Around 8-20 PM Indian Standard Time (IST) on February 1,2003, I was, as per my usual routine, browsing through my favourite web site of, when I noticed an alert by one of its members that, according to a flash on the CNN TV channel, contact had been lost with the US space shuttle Columbia as it was returning from space and getting ready to land in another 15 minutes.

2. I was reminded of the equally poignant tragedy involving the space shuttle Challenger in 1986 as it disintegrated shortly after take-off killing all the astronauts abroad, one of them a woman. One could see the entire disintegration, in shocking disbelief, live on the TV.

3. Everyone, who watched those tragic moments in 1986, knew or assumed that the tragedy must have been due to a mechanical failure. There was not even the slightest suspicion in anybody's mind that terrorism might have had a role even though the tragedy took place at a time when terrorist violence was at its peak in West Asia and a large number of US Marines had been killed in Beirut by a suicide bomber three years earlier.

4. The present tragedy involving Columbia, on the other hand, has given rise to questions as to whether terrorism might have been the cause because of the presence of the first  Israeli astronaut (Ilan Ramon) on board the shuttle, the still lingering trauma in the US more than 16 months after 9/11 and the fast approaching confrontation with Iraq.

5.US officials, including those of the newly-created Homeland Security Department, have, therefore, lost no time to underline that they have so far no reasons to believe that the tragedy could have been due to an act of terrorism. Whatever happened to the shuttle took place at such a high altitude and at a time when it was re-entering the earth's atmosphere at more than a dozen times the speed of sound that it would have been impossible for any terrorist to have caused the tragedy from the ground unless there had been tampering with the shuttle on the ground before it was launched.

**Information provided:**
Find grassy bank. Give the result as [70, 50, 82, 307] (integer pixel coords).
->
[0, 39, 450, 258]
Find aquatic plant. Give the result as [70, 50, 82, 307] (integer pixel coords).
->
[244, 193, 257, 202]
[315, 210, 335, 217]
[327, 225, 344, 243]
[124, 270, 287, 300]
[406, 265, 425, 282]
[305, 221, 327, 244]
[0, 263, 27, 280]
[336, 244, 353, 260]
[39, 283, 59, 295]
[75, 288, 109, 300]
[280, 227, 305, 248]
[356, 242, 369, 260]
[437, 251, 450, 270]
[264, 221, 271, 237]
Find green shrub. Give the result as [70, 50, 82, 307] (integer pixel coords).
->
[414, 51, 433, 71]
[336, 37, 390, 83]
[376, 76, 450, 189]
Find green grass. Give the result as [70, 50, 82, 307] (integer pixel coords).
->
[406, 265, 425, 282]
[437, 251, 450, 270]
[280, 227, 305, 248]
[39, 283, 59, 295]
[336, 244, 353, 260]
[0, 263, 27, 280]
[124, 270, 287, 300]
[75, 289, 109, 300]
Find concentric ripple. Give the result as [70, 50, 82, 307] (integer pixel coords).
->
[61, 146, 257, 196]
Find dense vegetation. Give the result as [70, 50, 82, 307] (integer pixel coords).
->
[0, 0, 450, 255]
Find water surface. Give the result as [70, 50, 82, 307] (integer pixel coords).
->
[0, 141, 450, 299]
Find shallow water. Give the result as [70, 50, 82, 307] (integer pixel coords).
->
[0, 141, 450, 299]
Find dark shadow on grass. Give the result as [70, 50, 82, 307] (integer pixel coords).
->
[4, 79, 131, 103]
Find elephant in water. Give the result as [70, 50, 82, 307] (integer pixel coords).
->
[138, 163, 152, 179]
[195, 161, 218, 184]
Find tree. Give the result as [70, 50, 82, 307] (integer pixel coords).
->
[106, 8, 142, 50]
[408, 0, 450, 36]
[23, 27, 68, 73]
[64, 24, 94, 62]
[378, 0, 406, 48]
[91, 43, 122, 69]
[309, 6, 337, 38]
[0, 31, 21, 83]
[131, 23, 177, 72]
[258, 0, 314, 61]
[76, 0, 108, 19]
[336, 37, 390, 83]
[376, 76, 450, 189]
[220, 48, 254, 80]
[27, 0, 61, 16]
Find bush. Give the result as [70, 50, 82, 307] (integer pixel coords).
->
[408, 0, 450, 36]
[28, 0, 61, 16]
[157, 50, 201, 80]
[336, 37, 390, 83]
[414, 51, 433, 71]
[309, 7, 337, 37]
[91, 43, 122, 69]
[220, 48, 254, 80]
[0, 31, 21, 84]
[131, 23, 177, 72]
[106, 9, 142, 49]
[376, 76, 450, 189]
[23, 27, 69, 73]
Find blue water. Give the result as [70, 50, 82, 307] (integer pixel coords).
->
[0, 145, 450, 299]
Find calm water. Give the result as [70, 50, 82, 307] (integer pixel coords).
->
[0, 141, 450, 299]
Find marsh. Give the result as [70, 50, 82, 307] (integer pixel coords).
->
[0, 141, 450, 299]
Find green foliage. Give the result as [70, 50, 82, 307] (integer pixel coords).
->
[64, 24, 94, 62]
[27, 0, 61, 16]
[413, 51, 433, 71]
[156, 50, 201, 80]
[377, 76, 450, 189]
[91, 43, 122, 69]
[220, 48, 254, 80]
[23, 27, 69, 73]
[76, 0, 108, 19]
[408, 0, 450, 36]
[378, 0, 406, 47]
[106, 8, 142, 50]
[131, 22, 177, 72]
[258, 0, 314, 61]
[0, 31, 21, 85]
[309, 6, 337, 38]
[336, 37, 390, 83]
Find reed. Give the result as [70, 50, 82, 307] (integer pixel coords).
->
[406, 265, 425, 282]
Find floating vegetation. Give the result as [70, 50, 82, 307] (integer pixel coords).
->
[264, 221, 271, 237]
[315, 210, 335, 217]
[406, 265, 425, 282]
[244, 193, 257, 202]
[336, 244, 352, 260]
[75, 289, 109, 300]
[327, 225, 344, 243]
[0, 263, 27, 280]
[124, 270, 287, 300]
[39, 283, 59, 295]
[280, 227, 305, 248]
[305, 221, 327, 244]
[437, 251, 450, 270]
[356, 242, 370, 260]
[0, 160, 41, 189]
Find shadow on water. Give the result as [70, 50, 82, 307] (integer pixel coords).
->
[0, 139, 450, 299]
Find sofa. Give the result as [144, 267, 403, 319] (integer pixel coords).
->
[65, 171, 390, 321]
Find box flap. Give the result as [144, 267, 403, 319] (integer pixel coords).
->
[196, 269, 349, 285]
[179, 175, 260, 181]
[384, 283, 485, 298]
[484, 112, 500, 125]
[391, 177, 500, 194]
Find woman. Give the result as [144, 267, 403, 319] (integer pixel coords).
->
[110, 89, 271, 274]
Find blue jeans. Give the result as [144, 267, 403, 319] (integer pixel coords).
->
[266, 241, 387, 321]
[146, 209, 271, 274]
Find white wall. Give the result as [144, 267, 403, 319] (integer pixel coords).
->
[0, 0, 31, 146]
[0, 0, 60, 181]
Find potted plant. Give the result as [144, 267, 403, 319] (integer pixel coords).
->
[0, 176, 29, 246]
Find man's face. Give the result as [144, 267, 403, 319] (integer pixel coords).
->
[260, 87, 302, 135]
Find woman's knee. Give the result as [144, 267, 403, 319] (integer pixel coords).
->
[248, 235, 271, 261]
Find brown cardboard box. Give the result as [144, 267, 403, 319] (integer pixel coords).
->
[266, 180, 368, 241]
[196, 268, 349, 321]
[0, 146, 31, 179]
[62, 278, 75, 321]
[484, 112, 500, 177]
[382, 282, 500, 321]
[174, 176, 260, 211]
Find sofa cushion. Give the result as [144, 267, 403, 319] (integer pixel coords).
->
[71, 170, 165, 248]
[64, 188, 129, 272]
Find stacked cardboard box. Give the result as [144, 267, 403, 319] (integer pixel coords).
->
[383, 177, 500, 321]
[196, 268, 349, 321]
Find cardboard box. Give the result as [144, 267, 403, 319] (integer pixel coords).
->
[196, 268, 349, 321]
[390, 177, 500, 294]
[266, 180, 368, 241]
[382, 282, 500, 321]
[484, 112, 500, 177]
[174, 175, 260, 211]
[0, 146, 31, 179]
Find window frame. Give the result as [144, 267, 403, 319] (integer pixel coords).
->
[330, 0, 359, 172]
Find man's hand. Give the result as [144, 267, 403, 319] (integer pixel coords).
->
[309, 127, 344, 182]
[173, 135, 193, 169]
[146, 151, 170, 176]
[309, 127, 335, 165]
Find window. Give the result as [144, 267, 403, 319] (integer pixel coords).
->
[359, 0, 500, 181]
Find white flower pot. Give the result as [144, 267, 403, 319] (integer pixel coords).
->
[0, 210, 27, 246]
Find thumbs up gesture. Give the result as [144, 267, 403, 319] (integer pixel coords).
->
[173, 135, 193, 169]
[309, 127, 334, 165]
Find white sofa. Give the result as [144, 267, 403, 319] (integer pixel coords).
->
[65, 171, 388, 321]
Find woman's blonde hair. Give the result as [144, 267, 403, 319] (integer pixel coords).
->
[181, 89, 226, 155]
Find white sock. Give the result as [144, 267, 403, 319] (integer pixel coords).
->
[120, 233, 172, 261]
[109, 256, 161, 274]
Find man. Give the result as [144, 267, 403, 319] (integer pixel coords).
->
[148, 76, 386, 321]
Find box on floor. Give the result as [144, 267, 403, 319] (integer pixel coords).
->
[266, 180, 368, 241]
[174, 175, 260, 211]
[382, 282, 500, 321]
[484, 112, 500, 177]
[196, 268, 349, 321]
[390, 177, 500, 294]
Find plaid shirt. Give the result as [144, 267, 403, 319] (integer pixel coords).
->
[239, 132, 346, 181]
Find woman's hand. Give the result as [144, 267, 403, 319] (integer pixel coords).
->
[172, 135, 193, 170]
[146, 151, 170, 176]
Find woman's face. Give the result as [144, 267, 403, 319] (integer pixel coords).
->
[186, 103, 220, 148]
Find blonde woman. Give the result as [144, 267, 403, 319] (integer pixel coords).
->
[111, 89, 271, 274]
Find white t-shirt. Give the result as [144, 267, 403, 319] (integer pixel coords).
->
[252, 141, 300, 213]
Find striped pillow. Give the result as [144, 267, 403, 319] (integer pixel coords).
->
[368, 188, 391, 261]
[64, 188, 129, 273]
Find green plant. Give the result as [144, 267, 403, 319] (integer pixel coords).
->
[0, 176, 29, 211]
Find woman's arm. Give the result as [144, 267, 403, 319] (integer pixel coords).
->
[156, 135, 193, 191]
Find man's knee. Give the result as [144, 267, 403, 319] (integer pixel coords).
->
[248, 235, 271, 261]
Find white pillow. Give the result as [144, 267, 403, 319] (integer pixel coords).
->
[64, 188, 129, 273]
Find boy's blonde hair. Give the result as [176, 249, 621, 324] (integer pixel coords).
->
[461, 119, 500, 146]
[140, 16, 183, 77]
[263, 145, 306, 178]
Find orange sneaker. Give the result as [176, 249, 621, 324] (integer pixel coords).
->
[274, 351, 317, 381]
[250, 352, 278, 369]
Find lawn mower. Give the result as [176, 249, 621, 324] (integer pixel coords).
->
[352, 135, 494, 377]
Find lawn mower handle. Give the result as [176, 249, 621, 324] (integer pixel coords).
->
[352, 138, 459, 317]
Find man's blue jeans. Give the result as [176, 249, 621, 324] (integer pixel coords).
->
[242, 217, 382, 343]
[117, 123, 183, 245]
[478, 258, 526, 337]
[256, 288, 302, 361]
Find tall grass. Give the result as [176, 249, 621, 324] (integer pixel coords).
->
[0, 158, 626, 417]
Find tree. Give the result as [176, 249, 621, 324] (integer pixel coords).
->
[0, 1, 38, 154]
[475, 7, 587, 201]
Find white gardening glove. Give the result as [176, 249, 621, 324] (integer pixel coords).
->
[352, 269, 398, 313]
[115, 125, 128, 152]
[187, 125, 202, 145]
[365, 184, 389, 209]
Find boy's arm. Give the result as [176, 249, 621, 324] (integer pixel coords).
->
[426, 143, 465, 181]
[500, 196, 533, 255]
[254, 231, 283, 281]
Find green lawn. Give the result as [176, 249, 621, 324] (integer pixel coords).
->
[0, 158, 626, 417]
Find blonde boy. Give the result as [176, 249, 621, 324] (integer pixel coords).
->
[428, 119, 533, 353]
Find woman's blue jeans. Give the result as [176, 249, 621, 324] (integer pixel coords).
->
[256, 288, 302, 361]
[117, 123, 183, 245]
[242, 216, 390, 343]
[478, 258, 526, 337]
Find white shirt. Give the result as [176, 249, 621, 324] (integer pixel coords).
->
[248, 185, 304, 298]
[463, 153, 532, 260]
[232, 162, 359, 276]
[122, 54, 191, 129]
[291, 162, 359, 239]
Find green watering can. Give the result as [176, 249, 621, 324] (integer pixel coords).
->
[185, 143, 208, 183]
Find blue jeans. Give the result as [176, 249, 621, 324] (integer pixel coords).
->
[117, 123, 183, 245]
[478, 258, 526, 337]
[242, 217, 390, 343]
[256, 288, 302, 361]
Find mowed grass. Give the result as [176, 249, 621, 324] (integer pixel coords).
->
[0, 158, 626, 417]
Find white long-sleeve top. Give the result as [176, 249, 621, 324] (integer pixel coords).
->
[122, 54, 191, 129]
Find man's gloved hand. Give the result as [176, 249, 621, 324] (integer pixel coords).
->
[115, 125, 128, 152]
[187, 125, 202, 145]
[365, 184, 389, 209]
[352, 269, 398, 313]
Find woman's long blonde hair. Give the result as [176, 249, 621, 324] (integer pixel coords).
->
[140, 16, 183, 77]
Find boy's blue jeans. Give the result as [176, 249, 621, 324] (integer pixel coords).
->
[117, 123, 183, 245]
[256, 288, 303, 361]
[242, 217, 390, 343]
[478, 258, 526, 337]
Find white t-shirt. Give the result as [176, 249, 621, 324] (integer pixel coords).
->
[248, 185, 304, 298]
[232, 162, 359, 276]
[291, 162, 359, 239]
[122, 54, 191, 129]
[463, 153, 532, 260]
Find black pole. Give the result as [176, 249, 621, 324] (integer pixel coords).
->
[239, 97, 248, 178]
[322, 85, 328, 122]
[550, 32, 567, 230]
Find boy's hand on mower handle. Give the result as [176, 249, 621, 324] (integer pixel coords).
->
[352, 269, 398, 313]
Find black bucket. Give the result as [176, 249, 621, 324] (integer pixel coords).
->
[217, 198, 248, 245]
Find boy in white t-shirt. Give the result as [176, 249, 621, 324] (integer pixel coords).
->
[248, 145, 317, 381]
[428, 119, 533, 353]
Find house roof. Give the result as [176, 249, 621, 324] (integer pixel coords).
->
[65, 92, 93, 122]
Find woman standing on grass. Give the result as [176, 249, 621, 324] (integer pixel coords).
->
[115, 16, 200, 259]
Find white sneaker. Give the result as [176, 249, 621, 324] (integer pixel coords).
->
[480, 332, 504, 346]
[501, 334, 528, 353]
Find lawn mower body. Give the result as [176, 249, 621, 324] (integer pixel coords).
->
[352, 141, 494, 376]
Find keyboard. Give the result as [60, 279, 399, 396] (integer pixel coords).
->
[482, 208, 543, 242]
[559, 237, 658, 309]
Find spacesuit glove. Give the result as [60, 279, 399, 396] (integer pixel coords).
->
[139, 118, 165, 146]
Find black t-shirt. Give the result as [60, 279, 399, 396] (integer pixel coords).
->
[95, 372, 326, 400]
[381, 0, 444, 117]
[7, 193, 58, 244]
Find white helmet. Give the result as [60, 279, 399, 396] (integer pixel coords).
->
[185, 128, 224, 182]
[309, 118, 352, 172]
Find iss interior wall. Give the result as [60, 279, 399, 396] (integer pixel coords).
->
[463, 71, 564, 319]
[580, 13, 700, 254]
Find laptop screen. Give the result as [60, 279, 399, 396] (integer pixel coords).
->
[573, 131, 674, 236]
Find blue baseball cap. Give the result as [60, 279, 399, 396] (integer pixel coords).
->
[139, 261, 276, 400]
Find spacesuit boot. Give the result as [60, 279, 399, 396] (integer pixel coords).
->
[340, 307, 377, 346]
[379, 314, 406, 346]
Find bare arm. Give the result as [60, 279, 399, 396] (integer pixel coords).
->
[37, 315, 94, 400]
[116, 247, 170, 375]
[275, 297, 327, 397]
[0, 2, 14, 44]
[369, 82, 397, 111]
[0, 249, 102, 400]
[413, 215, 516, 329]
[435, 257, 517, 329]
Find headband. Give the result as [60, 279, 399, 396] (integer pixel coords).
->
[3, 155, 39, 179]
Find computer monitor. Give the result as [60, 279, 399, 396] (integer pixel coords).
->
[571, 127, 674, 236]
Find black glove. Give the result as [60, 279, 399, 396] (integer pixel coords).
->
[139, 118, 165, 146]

**Objectives:**
1. Summarize the passage on the Columbia shuttle loss in two sentences.
2. Filter the listing down to every line that contains the string "cardboard", treating case as significant.
The listing is unrelated to the passage on the Columbia shuttle loss.

**Responses to the exercise:**
1. The writer learned on February 1, 2003 that contact had been lost with the space shuttle Columbia shortly before landing, which recalled the 1986 Challenger disaster that everyone had attributed to mechanical failure. The Columbia loss raised questions about terrorism because of the first Israeli astronaut on board, the lingering trauma of 9/11, and the approaching confrontation with Iraq, but US officials said they had no reason to suspect it, since the breakup happened at high altitude during re-entry, where only tampering before launch could have caused it.

2.
Find brown cardboard box. Give the result as [144, 267, 403, 319] (integer pixel coords).
Find stacked cardboard box. Give the result as [144, 267, 403, 319] (integer pixel coords).
Find cardboard box. Give the result as [144, 267, 403, 319] (integer pixel coords).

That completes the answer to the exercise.